出版社内容情報
盛田照美、50歳。夫と娘がいる。ひとりになる必要のない人生を送ってきた。はじめての「ひとり旅」で温泉地へ。人生の折り返し地点をすぎて、自分の半生に想いを馳せる。わたしがここまでに成し遂げたもの、何かあったかしら……。思い惑い人生の苦みを抱えながら彼らは温泉地へと向かう。「温泉ソムリエマスター」でもある作者が描く、温泉愛に満ち満ちた、六つの極楽小説。
感想・レビュー
※以下の感想・レビューは、株式会社ブックウォーカーの提供する「読書メーター」によるものです。

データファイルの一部
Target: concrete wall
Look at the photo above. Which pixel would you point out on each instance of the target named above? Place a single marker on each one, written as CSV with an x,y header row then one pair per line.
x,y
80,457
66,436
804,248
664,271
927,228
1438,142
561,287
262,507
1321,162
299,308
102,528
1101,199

_取り組む課題_
上の本文抜粋で「盛田照美、50歳。」から始まる段落を、主な事実を残して箇条書きに短くまとめてください。

_解答全文_
- 盛田照美は50歳で、夫と娘がいる。
- ひとりになる必要のない人生を送ってきた。
- はじめての「ひとり旅」で温泉地へ行く。
- 人生の折り返し地点をすぎ、自分の半生を振り返る。
- 思い惑い、人生の苦みを抱えた彼らが温泉地へ向かう。
- 作者は「温泉ソムリエマスター」でもある。
- 温泉愛に満ちた六つの極楽小説である。